[[ EXTRACTED TEXT open ]]
Frequently Asked Questions
What is the Difficulties in Emotion Regulation Scale used for?
The Difficulties in Emotion Regulation Scale (DERS) is a psychological assessment tool used to measure how effectively a person manages their emotional responses. It evaluates six dimensions: emotional awareness, emotional clarity, acceptance of emotions, impulse control, access to regulation strategies, and the ability to function while emotionally distressed. Clinicians and researchers use it to identify specific areas where a person may benefit from targeted support, and it has been widely used in the study of conditions like anxiety, depression, and borderline personality disorder.
Are introverts more likely to struggle with emotion regulation?
[[ EXTRACTED TEXT closed ]]
#### [WORK INSTRUCTIONS]
Continue the FAQ on the Difficulties in Emotion Regulation Scale from the point where it stops.
[[ ENTRIES SUPPLIED open ]]
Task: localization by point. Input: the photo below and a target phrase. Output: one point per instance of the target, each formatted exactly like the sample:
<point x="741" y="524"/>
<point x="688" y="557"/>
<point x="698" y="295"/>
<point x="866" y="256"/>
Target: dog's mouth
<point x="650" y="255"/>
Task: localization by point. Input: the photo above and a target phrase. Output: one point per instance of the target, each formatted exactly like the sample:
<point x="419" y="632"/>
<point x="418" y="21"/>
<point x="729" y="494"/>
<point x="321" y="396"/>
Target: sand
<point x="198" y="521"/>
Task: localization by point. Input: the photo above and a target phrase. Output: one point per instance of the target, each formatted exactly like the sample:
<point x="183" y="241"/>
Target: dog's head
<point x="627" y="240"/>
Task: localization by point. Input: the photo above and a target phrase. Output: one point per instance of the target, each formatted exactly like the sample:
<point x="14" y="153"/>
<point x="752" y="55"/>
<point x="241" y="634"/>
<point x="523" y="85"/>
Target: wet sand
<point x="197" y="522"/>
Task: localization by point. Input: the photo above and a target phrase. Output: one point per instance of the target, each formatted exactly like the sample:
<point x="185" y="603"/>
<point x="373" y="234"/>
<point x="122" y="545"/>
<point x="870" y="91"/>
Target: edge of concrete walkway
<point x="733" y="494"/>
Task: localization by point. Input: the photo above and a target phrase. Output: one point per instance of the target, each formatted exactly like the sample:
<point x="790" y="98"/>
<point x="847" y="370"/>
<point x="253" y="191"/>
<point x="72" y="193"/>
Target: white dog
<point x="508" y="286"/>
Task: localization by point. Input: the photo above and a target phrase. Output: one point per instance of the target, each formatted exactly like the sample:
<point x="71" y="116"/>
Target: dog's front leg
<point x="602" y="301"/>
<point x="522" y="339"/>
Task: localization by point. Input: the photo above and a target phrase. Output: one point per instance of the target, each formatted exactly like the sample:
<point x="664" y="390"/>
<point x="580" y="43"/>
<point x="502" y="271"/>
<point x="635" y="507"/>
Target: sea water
[[ ENTRIES SUPPLIED closed ]]
#### [RESPONSE]
Introversion itself does not cause emotion regulation difficulties. Yet the depth of processing characteristic of introverts means emotional experiences tend to be more thorough, more layered, and longer-lasting than they might be for more extroverted people. This can create challenges in specific DERS dimensions, particularly around goal-directed behavior during distress and the non-acceptance of emotional responses. Highly sensitive introverts may find these challenges more pronounced due to a nervous system that registers emotional input with greater intensity.
How does the DERS relate to anxiety in introverts?
Anxiety and emotion regulation are closely linked. When someone struggles with the DERS dimensions of emotional clarity and strategy access, anxiety can escalate more quickly and be harder to bring down. For introverts, who often experience diffuse, multi-layered anxiety rather than a single identifiable trigger, the clarity subscale is particularly relevant. Being able to name and differentiate between emotional states is associated with better anxiety management outcomes. Addressing DERS deficits, especially around non-acceptance, can meaningfully reduce the intensity and duration of anxious episodes.
Can you improve your emotion regulation skills as an introvert?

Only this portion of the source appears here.